→ **TEXTO FORNECIDO**:
**********
A experiência na Aliança Francesa da Bahia, organização sem fins lucrativos que tem por objetivo divulgar o idioma francês e a cultura francófona, oferecendo cursos e desenvolvendo outras atividades culturais, foi um exemplo de liderança pautada nos valores que acredita. Durante sua gestão, que terminou ano passado, Gaye colocou em prática a ideia de organização descentralizada, onde a opinião dos alunos da instituição tinha peso nas tomadas de decisões. Cooperação e integração eram palavras de ordem. Além dos estudos individuais em culturas organizacionais modernas, o facilitador cultural e comunicador usou de suas raízes para pôr em prática o trabalho na instituição.
“Minhas raízes africanas me ajudaram muito. Nasci no Senegal, cresci vendo a comunidade, a contribuição de cada pessoa do grupo ser valorizada. Quando a gente divide o sentido geral do trabalho com todos, o efeito da ação individual tem impacto positivo no coletivo. O ecossistema torna-se favorável a bons resultados”, explicou, em nota de divulgação após saída da Aliança. Mamadou define seu trabalho a partir da filosofia africana Ubuntu, que prega que ninguém é uma ilha e que o compartilhamento de ideias é essencial para o sucesso coletivo. Em resumo, a palavra ubuntu pode ser traduzida como “eu sou porque nós somos”.
“Sair da lógica de controle para entrar numa lógica de confiança”
**********
→ **MATERIAL FORNECIDO**:
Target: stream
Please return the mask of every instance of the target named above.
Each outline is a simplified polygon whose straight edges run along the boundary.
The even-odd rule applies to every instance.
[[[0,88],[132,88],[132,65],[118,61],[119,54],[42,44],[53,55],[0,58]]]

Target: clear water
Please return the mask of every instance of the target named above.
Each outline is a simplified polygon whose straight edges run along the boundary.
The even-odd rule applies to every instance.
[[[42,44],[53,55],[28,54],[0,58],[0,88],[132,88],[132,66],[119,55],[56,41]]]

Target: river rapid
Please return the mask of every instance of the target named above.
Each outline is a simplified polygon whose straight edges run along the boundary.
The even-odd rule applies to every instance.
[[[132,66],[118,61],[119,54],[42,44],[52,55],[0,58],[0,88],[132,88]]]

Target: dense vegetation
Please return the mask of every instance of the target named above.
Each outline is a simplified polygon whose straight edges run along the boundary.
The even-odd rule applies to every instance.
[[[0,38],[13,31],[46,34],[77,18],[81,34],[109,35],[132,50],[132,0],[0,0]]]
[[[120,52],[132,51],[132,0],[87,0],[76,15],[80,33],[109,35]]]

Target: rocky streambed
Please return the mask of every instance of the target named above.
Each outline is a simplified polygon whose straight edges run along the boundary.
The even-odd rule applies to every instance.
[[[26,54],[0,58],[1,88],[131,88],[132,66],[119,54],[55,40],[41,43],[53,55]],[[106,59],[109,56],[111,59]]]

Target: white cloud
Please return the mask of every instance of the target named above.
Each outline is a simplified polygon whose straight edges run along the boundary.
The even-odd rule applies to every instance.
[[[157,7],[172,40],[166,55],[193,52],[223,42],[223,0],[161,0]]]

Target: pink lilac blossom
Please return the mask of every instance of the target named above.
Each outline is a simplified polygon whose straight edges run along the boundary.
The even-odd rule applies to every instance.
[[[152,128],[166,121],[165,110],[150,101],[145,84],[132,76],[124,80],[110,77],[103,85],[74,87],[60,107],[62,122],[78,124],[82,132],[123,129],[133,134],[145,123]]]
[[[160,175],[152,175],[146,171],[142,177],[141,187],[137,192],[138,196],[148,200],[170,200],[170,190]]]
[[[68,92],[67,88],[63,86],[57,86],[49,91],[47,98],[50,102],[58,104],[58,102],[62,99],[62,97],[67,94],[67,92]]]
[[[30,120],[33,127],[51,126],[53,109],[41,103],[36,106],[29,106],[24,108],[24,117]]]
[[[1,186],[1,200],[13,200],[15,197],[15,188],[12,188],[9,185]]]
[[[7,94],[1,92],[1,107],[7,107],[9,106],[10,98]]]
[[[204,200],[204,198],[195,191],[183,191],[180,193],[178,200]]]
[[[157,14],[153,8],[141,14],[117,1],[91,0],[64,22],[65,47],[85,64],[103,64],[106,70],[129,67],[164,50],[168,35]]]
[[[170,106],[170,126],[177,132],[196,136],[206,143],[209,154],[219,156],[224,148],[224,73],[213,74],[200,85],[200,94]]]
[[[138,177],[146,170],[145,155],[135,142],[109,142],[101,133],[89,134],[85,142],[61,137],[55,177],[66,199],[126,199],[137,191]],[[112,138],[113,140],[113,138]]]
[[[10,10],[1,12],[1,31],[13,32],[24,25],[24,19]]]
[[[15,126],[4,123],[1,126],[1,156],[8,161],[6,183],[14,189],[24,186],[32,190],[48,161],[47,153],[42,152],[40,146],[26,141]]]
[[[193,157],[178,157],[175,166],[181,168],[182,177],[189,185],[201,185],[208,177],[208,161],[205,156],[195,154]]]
**********
→ **AÇÃO NECESSÁRIA 1**: Reproduza do texto sobre a Aliança Francesa da Bahia o trecho que começa nas palavras "A experiência na" e termina depois de "trabalho na instituição.".
→ **AÇÃO NECESSÁRIA 2**: Quais nomes e designações o texto sobre a Aliança Francesa da Bahia usa para se referir ao gestor? Não inclua pronomes.
→ **AÇÃO NECESSÁRIA 3**: Segundo o texto sobre a Aliança Francesa da Bahia, em que país Gaye nasceu?

→ **RESPOSTA ESCRITA 1**:
A experiência na Aliança Francesa da Bahia, organização sem fins lucrativos que tem por objetivo divulgar o idioma francês e a cultura francófona, oferecendo cursos e desenvolvendo outras atividades culturais, foi um exemplo de liderança pautada nos valores que acredita. Durante sua gestão, que terminou ano passado, Gaye colocou em prática a ideia de organização descentralizada, onde a opinião dos alunos da instituição tinha peso nas tomadas de decisões. Cooperação e integração eram palavras de ordem. Além dos estudos individuais em culturas organizacionais modernas, o facilitador cultural e comunicador usou de suas raízes para pôr em prática o trabalho na instituição.

→ **RESPOSTA ESCRITA 2**:
Gaye
o facilitador cultural e comunicador
Mamadou

→ **RESPOSTA ESCRITA 3**: No Senegal.